== Task directions ==
Answer these questions from the forum thread about the race chip:
1. How many modes does the chip have?
2. What fuel does the seller say the chip can use?
3. What zip code does the seller give?

== Passage to read ==

# Race chip RS +35 hp +44 torquefor sale 200$



## Arelvitta13 (Apr 23, 2018)

good option for some seasoning to the otherwise painful engine. Three modes to toggle
Through bluetooth operated. I got all original packaging, serial number Incase you’d like to reprogram the chip at a later time. 200$ tri state meet up


----------



## Havox (Mar 8, 2017)

I'm interested if you're willing to ship to 95624.


----------



## Cashmoney1902 (May 26, 2018)

Where are you located?


----------



## pabz707 (Mar 31, 2018)

What octane fuel is required?


----------



## Zem4243 (Mar 8, 2018)

Arelvitta13 said:


> good option for some seasoning to the otherwise painful engine. Three modes to toggle
> Through bluetooth operated. I got all original packaging, serial number Incase you’d like to reprogram the chip at a later time. 200$ tri state meet up


Ill take it off your hands 


Sent from my iPhone using Tapatalk


----------



## Arelvitta13 (Apr 23, 2018)

pabz707 said:


> What octane fuel is required?


Can use regular


----------



## Arelvitta13 (Apr 23, 2018)

Long Island New York zipcode- 11716


----------



## Arelvitta13 (Apr 23, 2018)

Havox said:


> I'm interested if you're willing to ship to 95624.



SOLD cool people.


----------

== Recorded data ==
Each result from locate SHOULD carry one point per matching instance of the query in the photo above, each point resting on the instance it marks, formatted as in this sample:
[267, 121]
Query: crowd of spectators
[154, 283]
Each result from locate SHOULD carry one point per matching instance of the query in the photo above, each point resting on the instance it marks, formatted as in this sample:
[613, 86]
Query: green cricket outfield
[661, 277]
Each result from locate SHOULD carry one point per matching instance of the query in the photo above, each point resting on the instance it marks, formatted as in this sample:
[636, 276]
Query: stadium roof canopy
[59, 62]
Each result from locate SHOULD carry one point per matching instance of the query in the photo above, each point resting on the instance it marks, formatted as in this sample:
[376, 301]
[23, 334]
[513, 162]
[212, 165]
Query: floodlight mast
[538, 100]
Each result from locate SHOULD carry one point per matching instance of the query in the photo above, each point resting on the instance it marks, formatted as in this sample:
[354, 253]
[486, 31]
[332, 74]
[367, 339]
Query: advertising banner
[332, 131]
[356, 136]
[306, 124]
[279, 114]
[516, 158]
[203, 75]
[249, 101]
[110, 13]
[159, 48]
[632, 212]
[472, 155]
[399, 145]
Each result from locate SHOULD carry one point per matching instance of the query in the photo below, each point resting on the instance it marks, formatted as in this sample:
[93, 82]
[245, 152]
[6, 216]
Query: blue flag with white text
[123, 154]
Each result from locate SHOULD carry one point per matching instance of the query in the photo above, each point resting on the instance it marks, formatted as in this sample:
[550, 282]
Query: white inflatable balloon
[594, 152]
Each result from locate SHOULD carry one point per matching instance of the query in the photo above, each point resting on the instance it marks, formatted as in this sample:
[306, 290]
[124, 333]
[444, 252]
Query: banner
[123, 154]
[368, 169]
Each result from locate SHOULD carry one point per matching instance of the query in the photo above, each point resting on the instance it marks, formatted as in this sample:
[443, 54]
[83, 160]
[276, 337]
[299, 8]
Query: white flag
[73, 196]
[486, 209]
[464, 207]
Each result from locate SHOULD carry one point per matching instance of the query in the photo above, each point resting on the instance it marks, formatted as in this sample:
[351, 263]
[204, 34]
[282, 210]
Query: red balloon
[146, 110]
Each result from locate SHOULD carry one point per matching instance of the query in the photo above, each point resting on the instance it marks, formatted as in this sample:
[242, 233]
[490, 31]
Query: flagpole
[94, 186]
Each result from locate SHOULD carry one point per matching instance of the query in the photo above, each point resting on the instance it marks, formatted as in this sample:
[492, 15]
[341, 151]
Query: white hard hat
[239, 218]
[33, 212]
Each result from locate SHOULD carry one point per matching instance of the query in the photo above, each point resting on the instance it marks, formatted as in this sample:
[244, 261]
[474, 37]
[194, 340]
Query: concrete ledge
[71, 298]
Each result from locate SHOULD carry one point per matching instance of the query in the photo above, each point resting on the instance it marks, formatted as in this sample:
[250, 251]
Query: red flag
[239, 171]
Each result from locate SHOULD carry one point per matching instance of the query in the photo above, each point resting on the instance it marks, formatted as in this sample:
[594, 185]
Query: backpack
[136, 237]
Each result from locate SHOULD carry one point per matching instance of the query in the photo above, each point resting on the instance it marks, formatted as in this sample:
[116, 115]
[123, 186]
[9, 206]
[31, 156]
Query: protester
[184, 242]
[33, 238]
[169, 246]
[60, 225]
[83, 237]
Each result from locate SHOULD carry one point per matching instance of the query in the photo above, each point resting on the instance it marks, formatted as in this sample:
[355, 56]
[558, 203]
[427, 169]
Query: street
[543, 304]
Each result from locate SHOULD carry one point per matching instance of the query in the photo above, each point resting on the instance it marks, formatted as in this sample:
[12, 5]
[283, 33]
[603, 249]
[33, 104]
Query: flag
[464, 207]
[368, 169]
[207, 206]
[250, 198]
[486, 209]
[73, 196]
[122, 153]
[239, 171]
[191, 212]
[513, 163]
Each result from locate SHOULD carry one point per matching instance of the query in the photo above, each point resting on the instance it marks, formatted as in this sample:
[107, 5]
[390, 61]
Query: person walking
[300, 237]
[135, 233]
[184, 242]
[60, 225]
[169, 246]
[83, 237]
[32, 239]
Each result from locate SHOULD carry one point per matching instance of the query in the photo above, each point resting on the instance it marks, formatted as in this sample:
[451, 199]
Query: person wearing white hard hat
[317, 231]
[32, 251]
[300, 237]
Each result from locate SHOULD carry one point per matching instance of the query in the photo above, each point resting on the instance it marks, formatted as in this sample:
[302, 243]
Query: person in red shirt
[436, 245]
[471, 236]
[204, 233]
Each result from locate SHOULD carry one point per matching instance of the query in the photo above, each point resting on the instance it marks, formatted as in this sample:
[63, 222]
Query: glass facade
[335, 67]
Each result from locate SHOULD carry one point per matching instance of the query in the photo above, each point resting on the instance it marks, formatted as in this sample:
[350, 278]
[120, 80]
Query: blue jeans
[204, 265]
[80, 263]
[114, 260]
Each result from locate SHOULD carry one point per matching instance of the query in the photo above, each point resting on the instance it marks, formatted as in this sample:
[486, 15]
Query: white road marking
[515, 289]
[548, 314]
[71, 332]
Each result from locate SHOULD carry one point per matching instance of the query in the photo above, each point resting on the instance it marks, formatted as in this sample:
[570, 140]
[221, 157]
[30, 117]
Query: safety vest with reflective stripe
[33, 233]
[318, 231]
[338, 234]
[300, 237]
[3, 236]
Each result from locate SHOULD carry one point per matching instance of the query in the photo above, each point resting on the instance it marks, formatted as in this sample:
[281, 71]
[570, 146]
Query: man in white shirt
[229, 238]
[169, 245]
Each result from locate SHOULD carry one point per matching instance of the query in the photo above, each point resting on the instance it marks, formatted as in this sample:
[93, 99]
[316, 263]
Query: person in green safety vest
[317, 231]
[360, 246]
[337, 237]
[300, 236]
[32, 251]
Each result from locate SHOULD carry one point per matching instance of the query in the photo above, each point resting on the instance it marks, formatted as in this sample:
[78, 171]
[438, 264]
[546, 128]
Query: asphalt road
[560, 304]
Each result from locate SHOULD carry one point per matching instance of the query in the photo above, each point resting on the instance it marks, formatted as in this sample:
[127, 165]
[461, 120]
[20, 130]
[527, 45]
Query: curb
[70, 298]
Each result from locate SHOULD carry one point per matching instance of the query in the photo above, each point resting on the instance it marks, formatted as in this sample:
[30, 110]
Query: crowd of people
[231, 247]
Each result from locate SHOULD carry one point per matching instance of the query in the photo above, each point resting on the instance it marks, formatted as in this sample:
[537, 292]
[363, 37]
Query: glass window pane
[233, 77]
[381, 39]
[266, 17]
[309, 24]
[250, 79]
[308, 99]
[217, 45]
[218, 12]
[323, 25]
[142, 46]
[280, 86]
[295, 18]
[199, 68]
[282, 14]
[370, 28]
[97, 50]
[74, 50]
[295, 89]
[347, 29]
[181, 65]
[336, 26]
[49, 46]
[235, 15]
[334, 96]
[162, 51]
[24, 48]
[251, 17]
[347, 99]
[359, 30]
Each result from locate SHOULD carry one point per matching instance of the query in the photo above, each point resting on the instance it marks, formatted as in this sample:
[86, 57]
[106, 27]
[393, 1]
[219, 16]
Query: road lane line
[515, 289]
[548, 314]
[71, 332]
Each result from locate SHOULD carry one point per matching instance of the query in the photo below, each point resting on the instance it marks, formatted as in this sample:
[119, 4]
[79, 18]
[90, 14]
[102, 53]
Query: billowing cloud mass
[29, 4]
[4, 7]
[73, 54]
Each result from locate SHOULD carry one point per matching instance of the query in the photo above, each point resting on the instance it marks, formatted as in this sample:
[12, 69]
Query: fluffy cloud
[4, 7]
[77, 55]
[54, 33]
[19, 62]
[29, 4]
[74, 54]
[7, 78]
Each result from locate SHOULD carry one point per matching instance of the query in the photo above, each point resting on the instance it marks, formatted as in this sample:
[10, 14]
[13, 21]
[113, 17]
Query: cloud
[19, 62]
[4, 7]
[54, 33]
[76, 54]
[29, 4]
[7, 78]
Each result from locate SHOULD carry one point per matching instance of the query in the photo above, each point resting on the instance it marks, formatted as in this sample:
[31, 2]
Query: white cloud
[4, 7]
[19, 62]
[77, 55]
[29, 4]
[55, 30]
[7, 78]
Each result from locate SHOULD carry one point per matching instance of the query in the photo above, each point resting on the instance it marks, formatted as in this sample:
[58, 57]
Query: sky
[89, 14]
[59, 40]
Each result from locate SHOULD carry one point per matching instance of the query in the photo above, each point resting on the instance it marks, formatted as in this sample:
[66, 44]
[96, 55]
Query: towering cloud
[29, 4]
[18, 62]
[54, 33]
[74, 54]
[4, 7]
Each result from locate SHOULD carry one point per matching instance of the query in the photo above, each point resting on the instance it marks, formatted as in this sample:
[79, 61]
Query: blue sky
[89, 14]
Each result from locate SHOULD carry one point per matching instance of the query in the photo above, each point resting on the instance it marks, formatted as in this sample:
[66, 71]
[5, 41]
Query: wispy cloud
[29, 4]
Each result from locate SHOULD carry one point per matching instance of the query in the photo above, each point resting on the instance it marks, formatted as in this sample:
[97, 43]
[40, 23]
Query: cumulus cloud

== The result ==
1. Three modes.
2. Regular fuel.
3. 11716.